[[ TEXT SEGMENT open ]]
Results were even more troubling for participants who had not passed all the examinations required for the official state certificate. Participants in this group obtained an average “grade” of 44/100 – suggesting they didn’t understand over half of the items in the questionnaire. This latter group represents about 45% of the total cohort of 17-year-olds in Israel in recent years. These findings raise concern about the relevance of school mathematics to the real-life needs of most learners and call attention to the importance of providing all learners with mathematics literacy.
The findings emerged from a new study on mathematical media literacy among a representative sample of 439 Israeli adults. The study was conducted by a team of researchers at the Faculty of Education in Science and Technology at the Technion – Israel Institute of Technology during the first wave of COVID-19 cases in Israel (March-April 2020). The researchers were surprised to find a factor that appears to be even more strongly associated with the participants’ understanding of mathematical information in the news than the level of math they had taken at school: the participants’ self-perceptions as being “good at math” and the extent they find mathematics useful and interesting. This finding suggests that being afraid of math prevents people from engaging with it when they need it – even if they had learned it at school.
[[ TEXT SEGMENT closed ]]
[[ DATASET CONTENT open ]]
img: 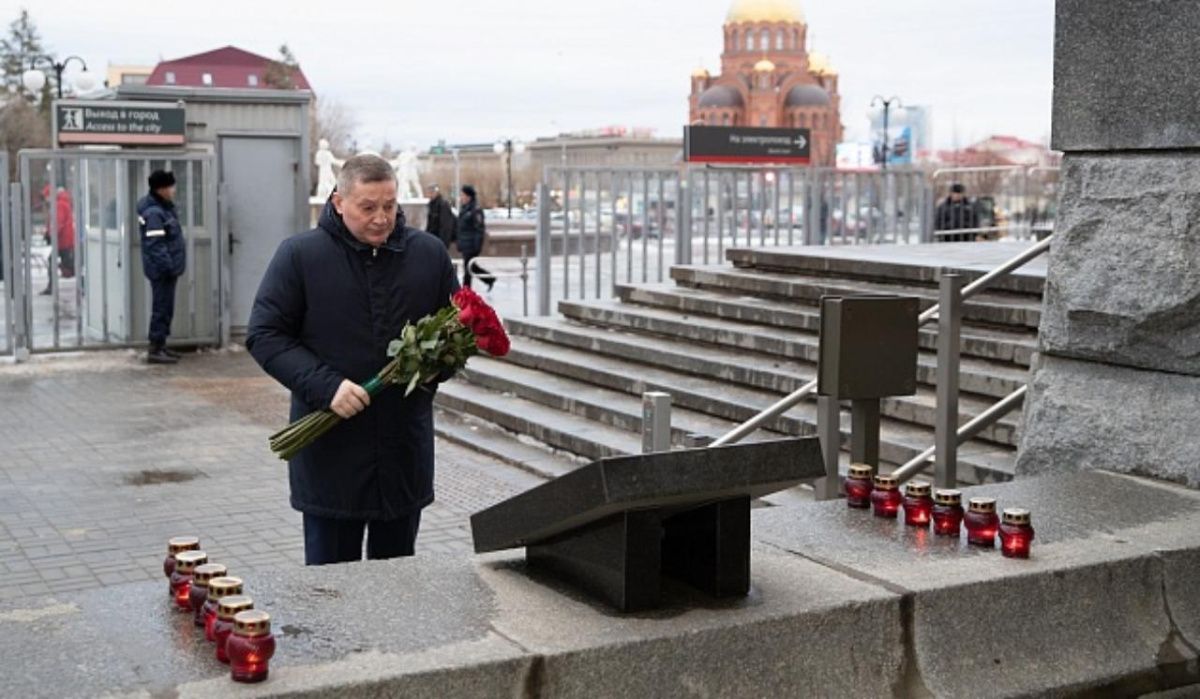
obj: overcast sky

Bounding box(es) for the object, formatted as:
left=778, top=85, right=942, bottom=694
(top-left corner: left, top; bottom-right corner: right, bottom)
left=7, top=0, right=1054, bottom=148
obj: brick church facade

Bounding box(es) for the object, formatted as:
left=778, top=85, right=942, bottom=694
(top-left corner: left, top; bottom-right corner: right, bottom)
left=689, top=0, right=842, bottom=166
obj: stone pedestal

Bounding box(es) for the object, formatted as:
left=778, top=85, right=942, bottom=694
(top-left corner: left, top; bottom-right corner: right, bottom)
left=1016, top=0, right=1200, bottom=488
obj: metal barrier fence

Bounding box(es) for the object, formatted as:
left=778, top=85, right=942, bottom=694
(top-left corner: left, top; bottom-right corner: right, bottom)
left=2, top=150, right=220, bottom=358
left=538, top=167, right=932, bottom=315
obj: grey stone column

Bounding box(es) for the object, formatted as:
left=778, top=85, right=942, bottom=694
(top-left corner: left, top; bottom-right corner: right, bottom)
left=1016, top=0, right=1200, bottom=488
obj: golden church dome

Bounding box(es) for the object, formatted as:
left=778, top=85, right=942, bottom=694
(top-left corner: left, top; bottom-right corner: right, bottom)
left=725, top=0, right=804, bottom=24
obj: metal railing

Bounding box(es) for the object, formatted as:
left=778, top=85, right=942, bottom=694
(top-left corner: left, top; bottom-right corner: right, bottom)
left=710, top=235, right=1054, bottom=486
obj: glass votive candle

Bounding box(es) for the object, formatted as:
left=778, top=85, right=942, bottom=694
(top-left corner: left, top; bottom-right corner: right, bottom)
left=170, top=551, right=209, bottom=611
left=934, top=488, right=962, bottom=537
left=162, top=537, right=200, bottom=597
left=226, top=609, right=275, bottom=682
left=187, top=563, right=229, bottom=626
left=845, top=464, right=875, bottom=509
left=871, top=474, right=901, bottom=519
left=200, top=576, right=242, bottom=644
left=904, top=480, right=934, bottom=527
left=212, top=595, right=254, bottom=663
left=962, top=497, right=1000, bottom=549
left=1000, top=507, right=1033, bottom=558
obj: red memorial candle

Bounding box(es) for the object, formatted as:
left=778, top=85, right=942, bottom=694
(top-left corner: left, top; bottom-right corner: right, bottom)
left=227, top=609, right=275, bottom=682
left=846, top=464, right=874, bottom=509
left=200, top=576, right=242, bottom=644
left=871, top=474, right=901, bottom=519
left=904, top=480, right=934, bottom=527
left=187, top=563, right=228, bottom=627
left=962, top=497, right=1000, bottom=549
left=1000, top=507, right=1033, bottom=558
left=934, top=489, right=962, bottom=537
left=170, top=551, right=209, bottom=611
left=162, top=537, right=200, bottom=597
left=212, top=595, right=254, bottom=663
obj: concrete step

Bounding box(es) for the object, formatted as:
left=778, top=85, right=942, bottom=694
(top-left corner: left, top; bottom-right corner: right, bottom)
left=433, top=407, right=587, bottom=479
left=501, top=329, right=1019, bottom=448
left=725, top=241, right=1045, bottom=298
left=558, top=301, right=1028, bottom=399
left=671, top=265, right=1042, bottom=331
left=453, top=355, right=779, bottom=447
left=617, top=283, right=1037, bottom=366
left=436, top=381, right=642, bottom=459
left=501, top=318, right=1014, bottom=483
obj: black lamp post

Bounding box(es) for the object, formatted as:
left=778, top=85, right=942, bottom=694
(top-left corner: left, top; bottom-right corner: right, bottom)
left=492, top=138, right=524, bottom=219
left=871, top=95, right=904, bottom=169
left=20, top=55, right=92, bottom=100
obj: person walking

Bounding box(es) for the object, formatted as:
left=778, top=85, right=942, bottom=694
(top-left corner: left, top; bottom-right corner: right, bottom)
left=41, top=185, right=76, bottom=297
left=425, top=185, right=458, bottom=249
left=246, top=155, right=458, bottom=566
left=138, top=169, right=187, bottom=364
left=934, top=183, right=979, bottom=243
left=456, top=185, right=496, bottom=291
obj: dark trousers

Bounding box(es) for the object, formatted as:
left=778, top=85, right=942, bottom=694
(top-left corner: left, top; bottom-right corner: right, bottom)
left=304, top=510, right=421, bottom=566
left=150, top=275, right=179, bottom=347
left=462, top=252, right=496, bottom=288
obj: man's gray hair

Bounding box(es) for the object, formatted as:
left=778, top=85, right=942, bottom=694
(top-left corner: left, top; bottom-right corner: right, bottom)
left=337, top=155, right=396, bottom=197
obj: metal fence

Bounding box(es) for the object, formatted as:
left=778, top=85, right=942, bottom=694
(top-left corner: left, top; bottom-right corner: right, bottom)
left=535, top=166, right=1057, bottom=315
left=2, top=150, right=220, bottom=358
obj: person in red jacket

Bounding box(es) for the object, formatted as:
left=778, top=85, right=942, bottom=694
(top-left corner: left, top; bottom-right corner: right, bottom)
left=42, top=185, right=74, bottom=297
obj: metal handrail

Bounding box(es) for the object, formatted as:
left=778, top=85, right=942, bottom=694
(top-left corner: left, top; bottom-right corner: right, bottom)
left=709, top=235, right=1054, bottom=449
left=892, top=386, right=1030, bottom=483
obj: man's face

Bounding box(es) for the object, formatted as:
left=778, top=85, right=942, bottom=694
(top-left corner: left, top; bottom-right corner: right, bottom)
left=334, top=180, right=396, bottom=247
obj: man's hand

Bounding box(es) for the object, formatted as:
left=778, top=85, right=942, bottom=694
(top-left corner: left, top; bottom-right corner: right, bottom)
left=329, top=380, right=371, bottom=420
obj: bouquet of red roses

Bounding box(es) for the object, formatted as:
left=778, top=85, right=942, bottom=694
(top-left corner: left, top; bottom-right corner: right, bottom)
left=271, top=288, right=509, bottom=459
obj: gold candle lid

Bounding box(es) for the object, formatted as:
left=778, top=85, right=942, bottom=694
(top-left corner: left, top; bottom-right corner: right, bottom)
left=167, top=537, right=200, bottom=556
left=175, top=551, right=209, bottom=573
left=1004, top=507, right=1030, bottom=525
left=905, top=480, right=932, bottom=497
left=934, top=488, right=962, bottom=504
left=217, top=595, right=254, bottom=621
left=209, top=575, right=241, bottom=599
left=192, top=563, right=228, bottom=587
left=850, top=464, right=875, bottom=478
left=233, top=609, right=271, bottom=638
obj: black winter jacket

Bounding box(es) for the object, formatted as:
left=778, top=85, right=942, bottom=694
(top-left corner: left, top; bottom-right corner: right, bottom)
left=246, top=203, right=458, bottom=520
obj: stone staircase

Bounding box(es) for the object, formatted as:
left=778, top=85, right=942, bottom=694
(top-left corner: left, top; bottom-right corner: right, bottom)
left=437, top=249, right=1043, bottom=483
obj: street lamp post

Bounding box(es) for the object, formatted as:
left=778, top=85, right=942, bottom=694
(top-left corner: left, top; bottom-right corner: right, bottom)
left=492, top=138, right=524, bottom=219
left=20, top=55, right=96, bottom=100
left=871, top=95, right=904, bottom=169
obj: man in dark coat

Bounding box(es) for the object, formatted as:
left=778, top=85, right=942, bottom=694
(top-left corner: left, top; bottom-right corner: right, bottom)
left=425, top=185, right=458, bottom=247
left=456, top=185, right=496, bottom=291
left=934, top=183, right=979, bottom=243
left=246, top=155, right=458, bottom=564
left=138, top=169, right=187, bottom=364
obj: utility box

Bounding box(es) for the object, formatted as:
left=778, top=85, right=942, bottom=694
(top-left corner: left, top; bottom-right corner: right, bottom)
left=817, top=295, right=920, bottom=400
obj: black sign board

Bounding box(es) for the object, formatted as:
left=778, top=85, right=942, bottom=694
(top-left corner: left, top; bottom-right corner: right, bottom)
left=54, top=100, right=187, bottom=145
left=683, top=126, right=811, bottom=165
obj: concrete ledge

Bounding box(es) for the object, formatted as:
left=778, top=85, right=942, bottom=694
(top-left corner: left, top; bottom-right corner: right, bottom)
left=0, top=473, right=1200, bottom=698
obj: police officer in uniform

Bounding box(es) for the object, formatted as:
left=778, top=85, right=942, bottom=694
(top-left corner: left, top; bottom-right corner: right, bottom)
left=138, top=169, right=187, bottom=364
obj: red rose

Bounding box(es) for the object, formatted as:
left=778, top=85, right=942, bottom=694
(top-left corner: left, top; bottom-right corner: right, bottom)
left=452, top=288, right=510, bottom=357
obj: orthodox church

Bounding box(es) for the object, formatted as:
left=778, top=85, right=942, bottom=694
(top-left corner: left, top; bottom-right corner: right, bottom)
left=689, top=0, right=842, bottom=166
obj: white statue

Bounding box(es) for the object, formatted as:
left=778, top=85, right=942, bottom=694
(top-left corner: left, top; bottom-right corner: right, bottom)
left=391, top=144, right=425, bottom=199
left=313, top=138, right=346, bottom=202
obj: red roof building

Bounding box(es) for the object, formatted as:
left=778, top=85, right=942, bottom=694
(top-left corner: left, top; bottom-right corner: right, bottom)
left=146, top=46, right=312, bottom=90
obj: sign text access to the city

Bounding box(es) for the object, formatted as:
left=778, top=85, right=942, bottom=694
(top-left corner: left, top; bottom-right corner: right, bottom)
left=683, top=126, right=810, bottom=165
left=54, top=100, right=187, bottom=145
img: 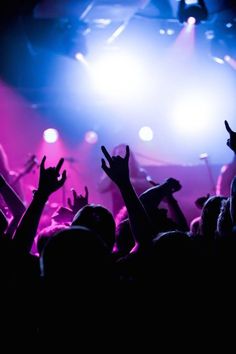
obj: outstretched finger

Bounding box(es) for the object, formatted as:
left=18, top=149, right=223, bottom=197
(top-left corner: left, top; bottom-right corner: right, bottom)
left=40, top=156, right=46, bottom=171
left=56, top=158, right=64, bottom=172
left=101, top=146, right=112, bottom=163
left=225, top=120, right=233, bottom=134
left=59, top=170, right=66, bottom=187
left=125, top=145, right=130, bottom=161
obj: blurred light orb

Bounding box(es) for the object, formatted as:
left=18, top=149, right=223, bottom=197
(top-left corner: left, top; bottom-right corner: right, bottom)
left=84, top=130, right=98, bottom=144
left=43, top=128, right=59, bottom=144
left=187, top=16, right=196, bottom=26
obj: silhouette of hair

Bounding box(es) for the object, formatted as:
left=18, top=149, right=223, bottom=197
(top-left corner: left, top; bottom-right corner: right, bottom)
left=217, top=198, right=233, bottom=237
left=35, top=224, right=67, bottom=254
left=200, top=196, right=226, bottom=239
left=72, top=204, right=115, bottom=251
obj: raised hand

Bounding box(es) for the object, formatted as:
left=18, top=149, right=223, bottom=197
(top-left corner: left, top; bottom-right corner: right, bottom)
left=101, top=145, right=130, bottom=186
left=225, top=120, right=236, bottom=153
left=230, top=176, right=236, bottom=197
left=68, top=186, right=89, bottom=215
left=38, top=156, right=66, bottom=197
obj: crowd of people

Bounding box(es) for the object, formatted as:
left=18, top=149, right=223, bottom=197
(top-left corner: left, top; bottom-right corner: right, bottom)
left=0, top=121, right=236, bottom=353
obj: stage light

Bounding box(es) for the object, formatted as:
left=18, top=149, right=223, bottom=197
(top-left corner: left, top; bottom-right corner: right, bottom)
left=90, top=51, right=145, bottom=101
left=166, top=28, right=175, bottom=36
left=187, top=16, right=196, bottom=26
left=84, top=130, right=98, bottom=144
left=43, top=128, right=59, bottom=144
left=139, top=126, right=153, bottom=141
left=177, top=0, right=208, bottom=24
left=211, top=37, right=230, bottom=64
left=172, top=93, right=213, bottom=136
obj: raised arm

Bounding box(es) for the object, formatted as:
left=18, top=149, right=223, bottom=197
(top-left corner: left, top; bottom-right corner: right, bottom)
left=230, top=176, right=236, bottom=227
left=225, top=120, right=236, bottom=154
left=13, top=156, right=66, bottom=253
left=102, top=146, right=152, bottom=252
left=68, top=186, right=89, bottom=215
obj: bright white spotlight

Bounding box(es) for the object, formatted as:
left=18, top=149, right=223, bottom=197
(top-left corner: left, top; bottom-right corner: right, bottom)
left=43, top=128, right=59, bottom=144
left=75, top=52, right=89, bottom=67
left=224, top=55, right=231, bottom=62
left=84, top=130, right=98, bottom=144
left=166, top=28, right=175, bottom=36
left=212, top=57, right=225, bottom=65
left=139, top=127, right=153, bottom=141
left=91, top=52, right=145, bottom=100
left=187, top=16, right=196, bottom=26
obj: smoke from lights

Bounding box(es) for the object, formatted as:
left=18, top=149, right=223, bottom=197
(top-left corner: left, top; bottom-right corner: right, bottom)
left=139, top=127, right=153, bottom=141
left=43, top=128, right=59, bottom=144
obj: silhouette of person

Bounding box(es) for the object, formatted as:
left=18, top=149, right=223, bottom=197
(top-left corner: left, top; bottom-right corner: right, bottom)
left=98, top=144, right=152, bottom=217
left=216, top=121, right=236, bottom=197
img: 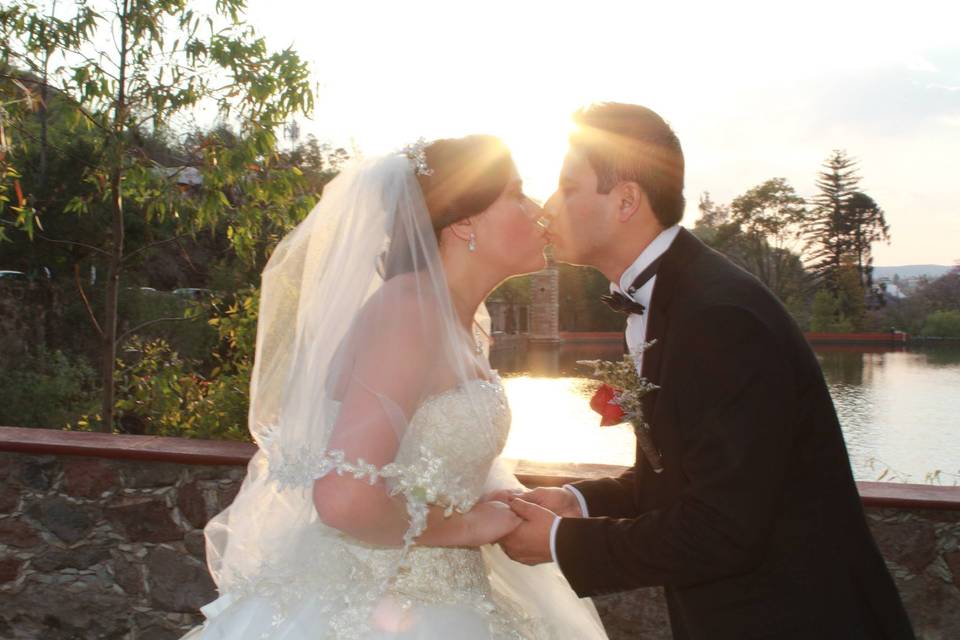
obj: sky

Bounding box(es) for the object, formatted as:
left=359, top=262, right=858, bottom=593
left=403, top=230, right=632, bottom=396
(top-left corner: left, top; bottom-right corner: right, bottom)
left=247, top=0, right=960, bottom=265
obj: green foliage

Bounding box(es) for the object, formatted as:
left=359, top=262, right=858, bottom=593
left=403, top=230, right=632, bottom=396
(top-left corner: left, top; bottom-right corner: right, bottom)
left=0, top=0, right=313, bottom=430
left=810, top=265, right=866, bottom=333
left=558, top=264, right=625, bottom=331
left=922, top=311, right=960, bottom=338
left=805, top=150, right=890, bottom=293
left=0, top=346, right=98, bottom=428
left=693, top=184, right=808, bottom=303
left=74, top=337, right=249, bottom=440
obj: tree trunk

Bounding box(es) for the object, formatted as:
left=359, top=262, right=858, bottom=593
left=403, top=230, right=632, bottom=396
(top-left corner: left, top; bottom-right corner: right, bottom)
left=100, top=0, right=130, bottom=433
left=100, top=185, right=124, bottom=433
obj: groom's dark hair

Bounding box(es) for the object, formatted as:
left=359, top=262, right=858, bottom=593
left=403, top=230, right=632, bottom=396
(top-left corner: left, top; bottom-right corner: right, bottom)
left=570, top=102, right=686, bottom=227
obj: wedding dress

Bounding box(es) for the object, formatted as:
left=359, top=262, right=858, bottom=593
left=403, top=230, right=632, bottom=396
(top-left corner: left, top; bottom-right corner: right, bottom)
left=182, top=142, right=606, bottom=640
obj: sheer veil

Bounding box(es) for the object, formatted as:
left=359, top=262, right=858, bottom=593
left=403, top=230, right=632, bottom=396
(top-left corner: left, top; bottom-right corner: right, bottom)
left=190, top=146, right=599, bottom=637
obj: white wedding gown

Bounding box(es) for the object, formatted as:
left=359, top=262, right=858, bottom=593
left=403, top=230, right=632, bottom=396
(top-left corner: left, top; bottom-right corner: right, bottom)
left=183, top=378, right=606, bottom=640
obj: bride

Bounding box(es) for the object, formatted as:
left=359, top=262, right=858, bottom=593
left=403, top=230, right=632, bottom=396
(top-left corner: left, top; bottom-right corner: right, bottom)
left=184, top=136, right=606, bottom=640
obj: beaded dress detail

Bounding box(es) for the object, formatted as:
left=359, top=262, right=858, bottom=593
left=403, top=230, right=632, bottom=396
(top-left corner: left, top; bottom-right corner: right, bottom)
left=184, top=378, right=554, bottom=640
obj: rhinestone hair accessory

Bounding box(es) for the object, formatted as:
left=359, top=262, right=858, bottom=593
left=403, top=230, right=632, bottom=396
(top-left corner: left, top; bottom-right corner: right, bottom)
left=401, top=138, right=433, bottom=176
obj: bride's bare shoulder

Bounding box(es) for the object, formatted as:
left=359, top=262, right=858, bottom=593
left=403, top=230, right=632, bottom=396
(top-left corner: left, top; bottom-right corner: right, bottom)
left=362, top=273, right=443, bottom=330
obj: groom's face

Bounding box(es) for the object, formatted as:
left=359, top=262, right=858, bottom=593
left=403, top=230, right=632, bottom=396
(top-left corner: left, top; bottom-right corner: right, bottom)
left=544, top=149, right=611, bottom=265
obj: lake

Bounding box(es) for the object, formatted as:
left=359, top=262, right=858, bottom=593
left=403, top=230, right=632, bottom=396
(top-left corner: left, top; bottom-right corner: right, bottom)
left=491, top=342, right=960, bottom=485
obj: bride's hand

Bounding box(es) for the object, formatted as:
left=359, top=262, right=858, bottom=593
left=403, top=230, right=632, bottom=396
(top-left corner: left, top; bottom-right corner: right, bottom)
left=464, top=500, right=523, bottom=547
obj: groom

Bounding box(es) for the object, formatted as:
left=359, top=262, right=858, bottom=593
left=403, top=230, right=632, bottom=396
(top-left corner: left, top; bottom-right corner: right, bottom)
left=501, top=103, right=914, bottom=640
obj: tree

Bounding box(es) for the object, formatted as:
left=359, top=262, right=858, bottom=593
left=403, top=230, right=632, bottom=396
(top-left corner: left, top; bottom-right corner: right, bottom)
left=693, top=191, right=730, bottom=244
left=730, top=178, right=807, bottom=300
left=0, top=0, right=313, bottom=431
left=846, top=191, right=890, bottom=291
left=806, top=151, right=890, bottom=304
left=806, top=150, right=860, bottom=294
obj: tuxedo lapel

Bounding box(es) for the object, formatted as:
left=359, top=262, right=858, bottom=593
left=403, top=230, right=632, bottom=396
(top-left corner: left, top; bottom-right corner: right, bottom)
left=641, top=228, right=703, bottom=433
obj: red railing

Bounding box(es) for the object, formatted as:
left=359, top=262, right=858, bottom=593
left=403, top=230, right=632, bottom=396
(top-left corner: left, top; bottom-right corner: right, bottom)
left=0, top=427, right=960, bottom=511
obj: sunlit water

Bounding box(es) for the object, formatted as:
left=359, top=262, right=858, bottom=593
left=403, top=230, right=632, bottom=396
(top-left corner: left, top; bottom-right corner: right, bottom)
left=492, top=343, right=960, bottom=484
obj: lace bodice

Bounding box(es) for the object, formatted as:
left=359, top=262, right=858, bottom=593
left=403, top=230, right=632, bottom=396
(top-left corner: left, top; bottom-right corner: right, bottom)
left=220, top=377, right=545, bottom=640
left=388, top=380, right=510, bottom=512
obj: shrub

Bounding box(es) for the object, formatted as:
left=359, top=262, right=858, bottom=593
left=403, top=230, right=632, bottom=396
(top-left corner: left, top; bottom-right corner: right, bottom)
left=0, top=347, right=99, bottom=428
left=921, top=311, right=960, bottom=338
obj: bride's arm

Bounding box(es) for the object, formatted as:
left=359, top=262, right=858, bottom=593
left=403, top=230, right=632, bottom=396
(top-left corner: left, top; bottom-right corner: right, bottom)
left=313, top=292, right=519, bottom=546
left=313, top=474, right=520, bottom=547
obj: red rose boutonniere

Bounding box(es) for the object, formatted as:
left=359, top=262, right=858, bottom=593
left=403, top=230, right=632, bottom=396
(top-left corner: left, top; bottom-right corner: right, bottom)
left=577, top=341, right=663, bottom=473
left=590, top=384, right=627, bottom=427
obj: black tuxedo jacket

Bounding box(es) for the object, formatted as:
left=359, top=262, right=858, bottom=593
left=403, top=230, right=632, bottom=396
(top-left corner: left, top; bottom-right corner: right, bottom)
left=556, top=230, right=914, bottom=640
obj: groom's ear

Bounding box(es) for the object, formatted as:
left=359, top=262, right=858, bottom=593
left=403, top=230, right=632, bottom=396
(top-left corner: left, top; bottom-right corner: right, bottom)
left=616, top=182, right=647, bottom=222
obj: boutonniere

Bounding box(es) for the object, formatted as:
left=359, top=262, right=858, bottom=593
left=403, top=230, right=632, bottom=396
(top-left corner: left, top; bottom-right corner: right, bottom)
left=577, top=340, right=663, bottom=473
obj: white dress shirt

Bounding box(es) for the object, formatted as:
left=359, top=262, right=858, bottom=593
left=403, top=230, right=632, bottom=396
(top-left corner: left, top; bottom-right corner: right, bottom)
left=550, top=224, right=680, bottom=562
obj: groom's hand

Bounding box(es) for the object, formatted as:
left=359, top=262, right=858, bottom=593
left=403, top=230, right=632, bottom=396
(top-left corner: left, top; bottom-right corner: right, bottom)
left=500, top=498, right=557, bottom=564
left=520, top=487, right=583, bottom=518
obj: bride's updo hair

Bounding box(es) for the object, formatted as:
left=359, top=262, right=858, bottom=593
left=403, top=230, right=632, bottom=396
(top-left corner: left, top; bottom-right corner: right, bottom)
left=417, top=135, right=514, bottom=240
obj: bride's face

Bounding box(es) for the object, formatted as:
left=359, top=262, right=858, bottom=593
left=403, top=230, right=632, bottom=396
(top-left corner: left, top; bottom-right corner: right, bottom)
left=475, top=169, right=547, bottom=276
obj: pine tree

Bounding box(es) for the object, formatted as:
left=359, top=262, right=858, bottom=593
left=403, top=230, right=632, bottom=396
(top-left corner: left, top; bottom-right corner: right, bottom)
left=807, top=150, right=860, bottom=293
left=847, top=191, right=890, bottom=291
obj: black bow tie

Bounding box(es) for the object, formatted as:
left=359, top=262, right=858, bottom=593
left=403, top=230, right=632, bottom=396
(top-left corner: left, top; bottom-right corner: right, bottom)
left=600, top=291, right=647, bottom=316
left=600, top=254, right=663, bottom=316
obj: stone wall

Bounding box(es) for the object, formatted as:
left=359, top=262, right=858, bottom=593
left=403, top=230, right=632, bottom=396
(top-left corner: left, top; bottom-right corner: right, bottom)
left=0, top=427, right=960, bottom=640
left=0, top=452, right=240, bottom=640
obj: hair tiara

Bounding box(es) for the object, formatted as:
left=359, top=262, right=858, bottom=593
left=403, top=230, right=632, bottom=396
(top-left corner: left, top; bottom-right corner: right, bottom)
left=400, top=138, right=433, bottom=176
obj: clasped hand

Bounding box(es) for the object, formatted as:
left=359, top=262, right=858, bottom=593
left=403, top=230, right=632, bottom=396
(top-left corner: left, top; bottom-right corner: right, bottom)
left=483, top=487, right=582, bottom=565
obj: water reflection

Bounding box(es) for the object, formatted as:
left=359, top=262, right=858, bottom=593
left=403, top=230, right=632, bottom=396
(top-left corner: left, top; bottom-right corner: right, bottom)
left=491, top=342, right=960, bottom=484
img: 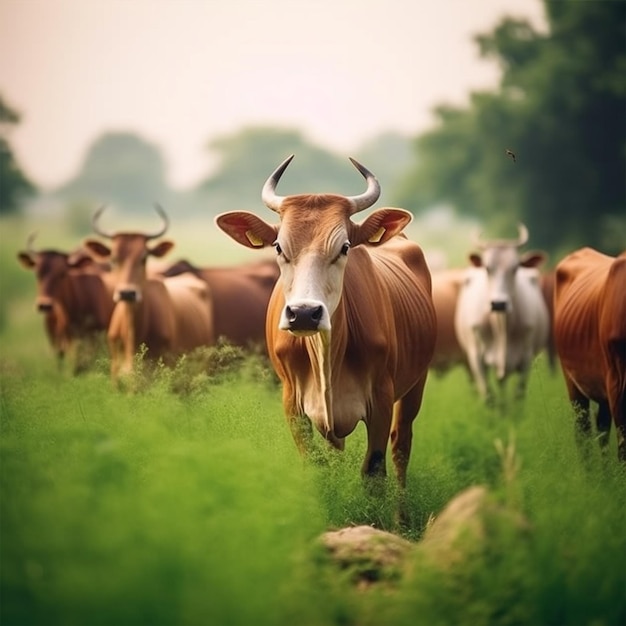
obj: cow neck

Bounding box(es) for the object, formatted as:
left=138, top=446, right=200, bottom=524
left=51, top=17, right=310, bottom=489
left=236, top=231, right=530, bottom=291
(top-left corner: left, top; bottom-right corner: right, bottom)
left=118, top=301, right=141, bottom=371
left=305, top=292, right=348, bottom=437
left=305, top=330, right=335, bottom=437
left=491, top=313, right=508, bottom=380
[[ DATASET CONTENT closed ]]
■ **LIST OF TASKS**
1 – Translate into Spanish the following sentence from the passage on mathematical media literacy: "This latter group represents about 45% of the total cohort of 17-year-olds in Israel in recent years."
2 – Continue the passage on the Technion study of mathematical media literacy from its final sentence.

■ **RESPONSE LIST**
1 – Este último grupo representa alrededor del 45 % de la cohorte total de jóvenes de 17 años en Israel en los últimos años.

2 –
“These results seem to show that school mathematics, especially in its high levels, may prepare adults to understand critical information important for their well-being, such as at a time of global pandemic. However, they also indicate that negative attitudes towards math may significantly hinder adults’ engagement with such information,” said the study’s lead author, Prof. Einat Heyd-Metzuyanim. “Our findings should trigger some soul-searching in the mathematics education field,” she added. “After all, the goal of learning mathematics, for most of the public, is to be able to deal with mathematical information in their daily lives. We should therefore make sure that high-school graduates leave school with both the cognitive tools for processing mathematical information around them, and the attitudes and dispositions that would allow them to do so.”